Segment Open

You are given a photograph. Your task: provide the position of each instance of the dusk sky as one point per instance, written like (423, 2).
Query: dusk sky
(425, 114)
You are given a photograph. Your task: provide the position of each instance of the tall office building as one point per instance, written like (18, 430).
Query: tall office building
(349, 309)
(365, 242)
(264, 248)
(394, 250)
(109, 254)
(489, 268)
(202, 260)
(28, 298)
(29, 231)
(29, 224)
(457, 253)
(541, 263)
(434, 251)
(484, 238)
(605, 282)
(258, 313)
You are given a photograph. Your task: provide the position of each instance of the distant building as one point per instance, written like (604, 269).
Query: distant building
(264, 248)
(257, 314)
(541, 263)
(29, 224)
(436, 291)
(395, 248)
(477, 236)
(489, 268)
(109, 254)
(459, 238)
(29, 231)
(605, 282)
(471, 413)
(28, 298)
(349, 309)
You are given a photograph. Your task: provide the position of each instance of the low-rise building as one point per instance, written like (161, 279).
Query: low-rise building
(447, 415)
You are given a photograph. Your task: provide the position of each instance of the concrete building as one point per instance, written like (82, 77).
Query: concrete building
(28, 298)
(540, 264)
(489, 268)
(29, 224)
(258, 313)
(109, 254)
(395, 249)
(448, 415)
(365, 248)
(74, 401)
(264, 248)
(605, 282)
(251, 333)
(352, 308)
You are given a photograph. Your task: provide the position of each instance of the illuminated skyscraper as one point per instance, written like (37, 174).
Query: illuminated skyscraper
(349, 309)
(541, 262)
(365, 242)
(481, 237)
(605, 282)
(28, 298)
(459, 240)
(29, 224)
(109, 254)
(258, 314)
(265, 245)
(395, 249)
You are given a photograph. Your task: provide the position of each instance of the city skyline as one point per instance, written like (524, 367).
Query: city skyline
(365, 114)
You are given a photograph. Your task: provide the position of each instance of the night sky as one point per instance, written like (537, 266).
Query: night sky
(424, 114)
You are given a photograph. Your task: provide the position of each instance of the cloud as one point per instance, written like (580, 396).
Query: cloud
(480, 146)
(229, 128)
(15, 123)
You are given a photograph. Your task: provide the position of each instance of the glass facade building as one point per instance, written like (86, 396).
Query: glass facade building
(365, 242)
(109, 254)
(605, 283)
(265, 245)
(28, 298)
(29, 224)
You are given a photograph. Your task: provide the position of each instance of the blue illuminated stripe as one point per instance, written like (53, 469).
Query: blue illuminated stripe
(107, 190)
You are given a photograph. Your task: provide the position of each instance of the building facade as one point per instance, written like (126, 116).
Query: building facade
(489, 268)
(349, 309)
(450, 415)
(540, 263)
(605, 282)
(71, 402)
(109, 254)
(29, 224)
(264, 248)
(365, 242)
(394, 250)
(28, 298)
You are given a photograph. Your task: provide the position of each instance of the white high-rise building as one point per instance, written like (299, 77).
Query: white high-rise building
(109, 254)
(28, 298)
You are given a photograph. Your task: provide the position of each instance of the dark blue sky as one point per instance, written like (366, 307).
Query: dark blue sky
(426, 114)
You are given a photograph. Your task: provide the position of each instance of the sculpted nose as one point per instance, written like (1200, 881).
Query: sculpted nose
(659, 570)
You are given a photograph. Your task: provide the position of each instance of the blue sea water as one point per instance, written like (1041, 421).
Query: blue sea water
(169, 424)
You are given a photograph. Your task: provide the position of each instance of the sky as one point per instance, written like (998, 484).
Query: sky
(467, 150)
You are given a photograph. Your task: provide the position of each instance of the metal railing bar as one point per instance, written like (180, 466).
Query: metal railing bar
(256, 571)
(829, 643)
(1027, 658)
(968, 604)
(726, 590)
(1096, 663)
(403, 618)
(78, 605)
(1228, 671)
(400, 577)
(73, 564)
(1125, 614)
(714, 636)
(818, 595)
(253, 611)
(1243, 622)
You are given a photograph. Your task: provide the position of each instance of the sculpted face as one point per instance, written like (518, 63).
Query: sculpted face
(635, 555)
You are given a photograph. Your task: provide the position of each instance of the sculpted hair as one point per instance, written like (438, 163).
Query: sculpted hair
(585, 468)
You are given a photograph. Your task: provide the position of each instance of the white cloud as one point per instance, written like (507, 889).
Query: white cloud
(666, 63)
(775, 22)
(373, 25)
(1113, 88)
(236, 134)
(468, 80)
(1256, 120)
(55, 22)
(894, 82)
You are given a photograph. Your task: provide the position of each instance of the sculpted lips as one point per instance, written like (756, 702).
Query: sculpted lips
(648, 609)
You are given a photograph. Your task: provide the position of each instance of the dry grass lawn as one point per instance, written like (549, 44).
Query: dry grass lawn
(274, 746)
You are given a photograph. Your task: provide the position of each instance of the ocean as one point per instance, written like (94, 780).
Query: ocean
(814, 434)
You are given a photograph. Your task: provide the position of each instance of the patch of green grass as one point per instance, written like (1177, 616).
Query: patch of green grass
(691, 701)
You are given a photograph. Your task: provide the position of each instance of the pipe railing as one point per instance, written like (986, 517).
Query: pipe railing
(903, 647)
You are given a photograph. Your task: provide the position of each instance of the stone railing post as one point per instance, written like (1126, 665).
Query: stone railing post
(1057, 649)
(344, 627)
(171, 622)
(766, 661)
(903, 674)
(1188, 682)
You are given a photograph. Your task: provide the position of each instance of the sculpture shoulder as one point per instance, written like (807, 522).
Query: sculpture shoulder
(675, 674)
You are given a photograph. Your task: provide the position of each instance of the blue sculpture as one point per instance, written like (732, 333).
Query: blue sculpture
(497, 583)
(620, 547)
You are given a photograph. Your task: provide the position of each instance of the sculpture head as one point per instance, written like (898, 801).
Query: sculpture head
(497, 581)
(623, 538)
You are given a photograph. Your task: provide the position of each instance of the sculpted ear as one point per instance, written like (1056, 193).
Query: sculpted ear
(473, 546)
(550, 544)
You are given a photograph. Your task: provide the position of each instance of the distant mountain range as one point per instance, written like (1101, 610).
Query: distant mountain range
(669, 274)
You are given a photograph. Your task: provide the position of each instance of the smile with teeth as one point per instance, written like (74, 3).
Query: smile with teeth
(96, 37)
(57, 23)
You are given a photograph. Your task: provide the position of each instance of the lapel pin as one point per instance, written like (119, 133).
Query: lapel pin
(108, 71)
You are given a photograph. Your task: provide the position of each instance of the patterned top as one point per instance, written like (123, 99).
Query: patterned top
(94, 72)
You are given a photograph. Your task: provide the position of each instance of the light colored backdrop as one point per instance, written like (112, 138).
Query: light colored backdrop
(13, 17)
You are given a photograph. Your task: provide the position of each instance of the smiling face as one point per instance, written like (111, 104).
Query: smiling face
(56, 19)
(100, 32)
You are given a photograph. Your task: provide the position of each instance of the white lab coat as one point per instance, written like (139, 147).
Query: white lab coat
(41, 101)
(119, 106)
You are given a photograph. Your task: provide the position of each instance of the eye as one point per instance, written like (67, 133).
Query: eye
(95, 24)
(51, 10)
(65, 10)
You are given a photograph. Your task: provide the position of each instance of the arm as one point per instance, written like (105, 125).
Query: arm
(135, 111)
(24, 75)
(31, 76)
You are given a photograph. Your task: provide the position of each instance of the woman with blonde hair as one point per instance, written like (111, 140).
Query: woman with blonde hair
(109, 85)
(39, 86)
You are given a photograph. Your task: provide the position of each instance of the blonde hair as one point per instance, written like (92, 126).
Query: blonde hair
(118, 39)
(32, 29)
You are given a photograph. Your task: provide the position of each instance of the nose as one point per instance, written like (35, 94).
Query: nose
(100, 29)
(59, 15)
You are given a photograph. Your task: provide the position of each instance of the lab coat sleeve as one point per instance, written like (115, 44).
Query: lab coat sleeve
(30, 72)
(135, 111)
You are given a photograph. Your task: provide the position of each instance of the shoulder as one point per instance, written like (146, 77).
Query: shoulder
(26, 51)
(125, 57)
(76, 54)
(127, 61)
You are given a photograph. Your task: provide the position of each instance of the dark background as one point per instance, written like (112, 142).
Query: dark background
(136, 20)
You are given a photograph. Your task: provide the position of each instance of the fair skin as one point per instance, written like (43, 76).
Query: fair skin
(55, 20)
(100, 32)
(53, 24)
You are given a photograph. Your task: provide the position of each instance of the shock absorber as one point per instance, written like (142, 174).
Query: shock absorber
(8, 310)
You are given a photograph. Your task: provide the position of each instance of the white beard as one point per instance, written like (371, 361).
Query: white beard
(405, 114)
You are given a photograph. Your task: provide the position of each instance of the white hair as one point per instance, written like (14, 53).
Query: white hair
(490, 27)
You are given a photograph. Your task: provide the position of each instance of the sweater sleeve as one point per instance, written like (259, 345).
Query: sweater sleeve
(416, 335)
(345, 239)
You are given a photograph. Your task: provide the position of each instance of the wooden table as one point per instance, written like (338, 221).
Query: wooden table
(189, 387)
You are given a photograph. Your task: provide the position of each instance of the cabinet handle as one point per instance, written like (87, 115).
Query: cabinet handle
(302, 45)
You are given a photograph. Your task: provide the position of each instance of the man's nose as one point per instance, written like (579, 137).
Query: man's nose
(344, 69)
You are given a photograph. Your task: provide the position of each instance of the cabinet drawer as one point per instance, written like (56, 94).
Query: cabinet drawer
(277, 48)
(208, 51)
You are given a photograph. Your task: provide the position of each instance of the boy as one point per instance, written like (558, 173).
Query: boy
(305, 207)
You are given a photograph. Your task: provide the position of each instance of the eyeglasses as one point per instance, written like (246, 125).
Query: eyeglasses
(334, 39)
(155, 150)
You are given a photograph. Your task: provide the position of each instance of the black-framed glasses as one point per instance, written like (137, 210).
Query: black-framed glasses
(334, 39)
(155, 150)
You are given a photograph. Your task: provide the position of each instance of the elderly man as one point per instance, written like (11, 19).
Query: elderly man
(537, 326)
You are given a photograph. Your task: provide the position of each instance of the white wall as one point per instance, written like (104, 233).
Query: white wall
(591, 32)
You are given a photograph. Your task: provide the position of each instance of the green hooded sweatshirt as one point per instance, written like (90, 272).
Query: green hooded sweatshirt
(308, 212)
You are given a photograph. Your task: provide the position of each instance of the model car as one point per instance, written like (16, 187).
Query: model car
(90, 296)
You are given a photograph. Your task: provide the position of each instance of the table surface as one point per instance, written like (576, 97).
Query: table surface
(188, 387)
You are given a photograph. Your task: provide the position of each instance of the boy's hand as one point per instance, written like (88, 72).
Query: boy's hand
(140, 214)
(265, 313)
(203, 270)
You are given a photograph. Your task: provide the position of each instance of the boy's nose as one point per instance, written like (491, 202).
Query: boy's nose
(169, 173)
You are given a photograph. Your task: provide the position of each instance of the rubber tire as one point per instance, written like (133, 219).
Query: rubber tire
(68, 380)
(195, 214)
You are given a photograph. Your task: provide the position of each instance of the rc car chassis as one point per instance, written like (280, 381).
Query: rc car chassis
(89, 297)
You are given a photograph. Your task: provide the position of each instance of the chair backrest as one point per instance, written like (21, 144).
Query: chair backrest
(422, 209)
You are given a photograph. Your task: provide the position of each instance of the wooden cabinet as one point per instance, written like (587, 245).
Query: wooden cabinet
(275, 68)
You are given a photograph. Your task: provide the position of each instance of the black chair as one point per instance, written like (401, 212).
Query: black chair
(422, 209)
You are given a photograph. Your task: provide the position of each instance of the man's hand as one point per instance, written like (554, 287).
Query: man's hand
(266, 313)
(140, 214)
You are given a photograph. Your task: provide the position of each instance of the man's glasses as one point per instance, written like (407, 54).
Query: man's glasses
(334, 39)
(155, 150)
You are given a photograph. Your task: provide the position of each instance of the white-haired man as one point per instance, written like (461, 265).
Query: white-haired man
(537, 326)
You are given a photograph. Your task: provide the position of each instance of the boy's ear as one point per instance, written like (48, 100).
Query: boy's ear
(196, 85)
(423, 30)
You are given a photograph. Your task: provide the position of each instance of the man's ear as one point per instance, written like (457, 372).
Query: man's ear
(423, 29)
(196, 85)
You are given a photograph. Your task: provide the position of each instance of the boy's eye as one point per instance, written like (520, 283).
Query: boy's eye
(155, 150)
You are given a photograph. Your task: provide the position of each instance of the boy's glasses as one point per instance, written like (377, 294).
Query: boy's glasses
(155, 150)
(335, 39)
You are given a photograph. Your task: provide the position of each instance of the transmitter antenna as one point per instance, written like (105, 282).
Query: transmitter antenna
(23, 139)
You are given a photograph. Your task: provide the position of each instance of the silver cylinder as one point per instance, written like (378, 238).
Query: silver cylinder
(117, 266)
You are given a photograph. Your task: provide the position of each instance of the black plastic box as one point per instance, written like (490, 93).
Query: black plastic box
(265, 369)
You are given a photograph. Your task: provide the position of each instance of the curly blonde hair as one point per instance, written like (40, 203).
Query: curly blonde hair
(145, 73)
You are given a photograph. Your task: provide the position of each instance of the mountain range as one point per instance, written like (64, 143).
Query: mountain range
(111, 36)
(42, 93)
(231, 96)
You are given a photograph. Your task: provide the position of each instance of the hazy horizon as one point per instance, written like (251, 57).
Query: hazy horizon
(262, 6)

Segment Closed

Requirement: In restating the data, begin at its first line, reproduce each line word for word, and conclude with the line that contains "like (604, 269).".

Answer for this exercise:
You are given a photograph. Your task: provide the position of each instance of the dusk sky as one point per instance, written like (423, 2).
Query: dusk sky
(425, 114)
You are given a photograph. Your task: provide the position of each instance of the tall office building as one point per instance, written like (18, 430).
Query: tall office building
(349, 309)
(365, 242)
(264, 248)
(394, 250)
(109, 254)
(489, 268)
(202, 260)
(28, 298)
(29, 231)
(29, 224)
(457, 253)
(541, 263)
(434, 251)
(484, 238)
(605, 282)
(258, 313)
You are given a photograph. Your task: provide the position of each instance of the distant building as one point per instance, written like (604, 269).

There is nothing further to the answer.